### TASK MATERIAL

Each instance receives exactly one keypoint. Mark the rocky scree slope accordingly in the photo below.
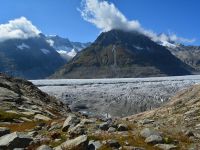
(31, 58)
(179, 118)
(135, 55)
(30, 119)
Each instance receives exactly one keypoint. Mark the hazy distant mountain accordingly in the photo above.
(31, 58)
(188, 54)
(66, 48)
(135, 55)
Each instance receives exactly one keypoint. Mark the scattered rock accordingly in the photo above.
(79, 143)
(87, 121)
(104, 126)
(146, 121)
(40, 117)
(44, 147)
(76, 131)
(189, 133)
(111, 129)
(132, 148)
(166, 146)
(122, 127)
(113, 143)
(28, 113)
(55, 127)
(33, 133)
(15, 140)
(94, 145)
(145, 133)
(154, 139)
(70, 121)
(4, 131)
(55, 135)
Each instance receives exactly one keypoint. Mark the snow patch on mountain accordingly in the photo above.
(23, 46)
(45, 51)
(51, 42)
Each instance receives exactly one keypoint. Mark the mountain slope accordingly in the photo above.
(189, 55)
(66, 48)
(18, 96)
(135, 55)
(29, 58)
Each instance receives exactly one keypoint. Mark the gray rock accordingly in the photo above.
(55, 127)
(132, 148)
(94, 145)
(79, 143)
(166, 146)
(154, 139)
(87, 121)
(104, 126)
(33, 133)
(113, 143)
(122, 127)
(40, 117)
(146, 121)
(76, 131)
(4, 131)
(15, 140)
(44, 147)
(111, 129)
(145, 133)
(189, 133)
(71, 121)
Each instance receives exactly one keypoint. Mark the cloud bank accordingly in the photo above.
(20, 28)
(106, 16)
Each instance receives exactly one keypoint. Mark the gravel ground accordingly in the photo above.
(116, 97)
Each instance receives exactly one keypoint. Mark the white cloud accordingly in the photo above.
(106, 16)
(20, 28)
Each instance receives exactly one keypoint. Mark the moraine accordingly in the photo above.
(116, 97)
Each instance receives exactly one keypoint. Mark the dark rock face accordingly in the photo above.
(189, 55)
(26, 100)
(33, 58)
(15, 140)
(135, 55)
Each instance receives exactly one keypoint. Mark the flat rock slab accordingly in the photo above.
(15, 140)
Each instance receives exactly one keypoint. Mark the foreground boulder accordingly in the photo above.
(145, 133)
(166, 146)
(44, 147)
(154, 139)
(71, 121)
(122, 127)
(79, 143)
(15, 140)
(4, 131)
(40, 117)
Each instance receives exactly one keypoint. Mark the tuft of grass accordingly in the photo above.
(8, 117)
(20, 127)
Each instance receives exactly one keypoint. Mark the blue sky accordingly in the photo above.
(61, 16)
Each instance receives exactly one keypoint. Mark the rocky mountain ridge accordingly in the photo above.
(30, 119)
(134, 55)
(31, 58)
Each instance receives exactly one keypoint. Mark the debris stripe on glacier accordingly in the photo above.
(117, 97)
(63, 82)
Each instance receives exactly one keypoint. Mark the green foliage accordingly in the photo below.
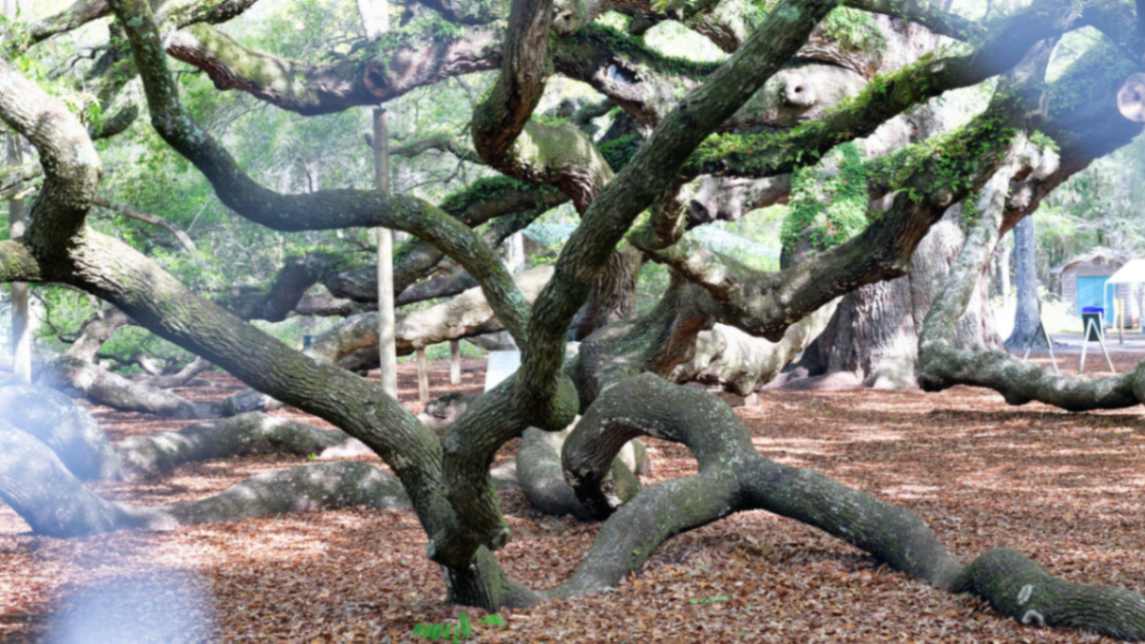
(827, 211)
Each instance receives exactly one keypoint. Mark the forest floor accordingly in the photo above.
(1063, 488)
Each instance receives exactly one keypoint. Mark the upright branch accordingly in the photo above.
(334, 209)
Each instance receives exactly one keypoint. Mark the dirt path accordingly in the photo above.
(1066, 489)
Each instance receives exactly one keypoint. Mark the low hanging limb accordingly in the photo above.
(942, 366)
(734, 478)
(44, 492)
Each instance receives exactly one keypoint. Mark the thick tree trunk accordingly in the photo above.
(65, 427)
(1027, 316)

### TASK
In the records above, find the line that contains "Each instance receives exactly one keypoint. Mark the debris". Retype it and every line after it, exactly, leaving out all pictures.

### RESPONSE TO THE TASK
Each instance receives exactly one keypoint. Mark the debris stripe on glacier accordingly in the photo above.
(117, 97)
(63, 82)
Each instance receives exactly one keypoint. Mark the green foliage accordingly in the photo below.
(827, 211)
Each instance receives exactly one keypoint. Mark the forest floor accordingly in the photo above.
(1063, 488)
Each instance receives exactly one keypoint. Mark the upright branch accordingly in the photo above.
(334, 209)
Each instance receives exactly one keypoint. Mark the dirt path accordingly in the photo above.
(1066, 489)
Each instance receives exactly one keypoint. Mark the low hanging limb accordingly in the photo above.
(942, 366)
(734, 478)
(44, 492)
Each instance receives exactly one keypoint. Mark the thick tree trunk accordingly in the photo above.
(65, 427)
(1027, 316)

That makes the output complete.